**AIM OF THE EXERCISE:**
All that is needed is the listing, given back exactly.

**ENTRIES SHOWN:**
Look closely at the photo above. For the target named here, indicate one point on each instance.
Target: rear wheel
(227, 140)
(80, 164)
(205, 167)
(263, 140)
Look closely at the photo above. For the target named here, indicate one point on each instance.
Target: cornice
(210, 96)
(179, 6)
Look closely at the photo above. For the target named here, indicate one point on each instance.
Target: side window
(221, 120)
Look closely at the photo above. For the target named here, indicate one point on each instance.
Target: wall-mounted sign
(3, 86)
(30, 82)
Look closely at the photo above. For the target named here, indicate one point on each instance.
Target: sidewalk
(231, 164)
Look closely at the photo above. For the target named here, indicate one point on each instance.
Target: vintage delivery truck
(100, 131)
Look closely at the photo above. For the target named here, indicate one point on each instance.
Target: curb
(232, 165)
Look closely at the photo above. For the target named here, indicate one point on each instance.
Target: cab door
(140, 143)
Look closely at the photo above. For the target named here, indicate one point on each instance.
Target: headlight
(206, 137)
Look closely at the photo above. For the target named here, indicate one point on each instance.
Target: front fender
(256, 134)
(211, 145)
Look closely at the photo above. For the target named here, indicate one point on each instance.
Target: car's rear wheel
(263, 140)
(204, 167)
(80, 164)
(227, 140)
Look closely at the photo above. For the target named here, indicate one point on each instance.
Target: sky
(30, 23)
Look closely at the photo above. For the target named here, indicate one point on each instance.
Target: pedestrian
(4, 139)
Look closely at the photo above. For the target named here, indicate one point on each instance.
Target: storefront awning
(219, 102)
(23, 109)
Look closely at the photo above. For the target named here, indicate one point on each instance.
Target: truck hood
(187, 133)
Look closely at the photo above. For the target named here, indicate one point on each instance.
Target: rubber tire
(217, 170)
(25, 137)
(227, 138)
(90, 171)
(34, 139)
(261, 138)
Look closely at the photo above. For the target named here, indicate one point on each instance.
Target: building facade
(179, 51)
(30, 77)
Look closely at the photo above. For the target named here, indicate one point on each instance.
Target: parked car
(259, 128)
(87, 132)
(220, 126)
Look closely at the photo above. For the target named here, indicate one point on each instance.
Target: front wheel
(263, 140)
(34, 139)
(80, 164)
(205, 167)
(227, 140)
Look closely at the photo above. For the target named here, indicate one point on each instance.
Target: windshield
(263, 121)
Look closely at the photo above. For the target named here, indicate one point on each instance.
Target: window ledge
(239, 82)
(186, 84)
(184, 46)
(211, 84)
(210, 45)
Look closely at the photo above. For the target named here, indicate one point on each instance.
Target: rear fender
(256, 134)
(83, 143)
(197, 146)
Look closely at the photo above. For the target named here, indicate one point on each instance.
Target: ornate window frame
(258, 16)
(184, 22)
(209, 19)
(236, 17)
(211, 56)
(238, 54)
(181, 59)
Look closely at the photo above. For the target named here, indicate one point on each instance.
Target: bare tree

**ANSWER TO THE PROBLEM:**
Look closely at the photo above. For the target named here, indicate one point on each instance.
Target: rear wheel
(227, 140)
(80, 164)
(205, 167)
(263, 140)
Look closely at the photo above. For the target named here, indicate one point on each instance.
Target: cornice
(210, 96)
(179, 6)
Look closely at the photo above. For the target named here, indicate one point on each instance.
Target: side window
(221, 120)
Look closely at the photo above. For the target named here, indicate one point on each instance.
Target: wall-mounted sign
(3, 86)
(30, 82)
Look closely at the photo above. For the target named here, indicate one point on each instance.
Target: sidewalk
(231, 164)
Look closely at the photo above. For the target named here, indicate one point on each instance.
Target: vintage delivery truck
(100, 131)
Look closely at the photo above. For the target named here, indicate one point on each instance.
Target: curb
(232, 165)
Look closely at the photo above. For the target named here, indicate one point on each instance.
Target: cab door
(140, 143)
Look closely at the photo above. For the target named here, indicate one point on each instance.
Target: headlight
(206, 137)
Look closely at the photo above. For the target named here, indicate one point on each instance.
Target: front fender
(256, 134)
(211, 145)
Look closely at the photo above. For the target named here, indicate one point on each instance.
Target: car's rear wheel
(263, 140)
(204, 167)
(80, 164)
(227, 140)
Look closely at the photo above. For the target named here, indicate one point on each instance.
Target: sky
(30, 23)
Look closely at the photo above. For the target named here, indicate one point on each instance.
Target: pedestrian
(4, 139)
Look closely at the photo above. For the target named here, indicate one point on each instance.
Target: storefront awning
(219, 102)
(23, 109)
Look closely at the photo above. For the target named here, indicate one point on each instance.
Target: truck hood
(187, 133)
Look closely at the photo above. For the target named here, indicate one point on each instance.
Target: rubber tire
(217, 170)
(25, 137)
(227, 138)
(90, 171)
(34, 139)
(261, 138)
Look closely at the photo above. For the target named here, indicate one point on each instance.
Target: building facade
(179, 51)
(30, 77)
Look closely at the photo above. For the target named here, indicate one point on each instance.
Target: parked car
(259, 128)
(87, 132)
(220, 126)
Look closely at the photo above. For the target named here, indicate one point on each instance.
Target: front wheel
(263, 140)
(34, 139)
(80, 164)
(205, 167)
(227, 140)
Look closely at the photo above. For the target named here, indicate one point on each instance.
Target: windshield
(263, 121)
Look closely at the photo above. For the target named here, indicate one point on each instance.
Target: window ledge
(239, 82)
(186, 84)
(184, 46)
(211, 84)
(210, 45)
Look closely at the photo above. For the target named here, indicate one point on each instance.
Target: rear fender
(256, 134)
(83, 143)
(197, 146)
Look closely at the photo above. For the target named here, indicate one point on each instance.
Target: ornate window frame
(258, 16)
(184, 22)
(209, 19)
(236, 17)
(211, 56)
(238, 54)
(181, 59)
Look closely at the photo above. For the target named here, indicate one point on each instance.
Target: bare tree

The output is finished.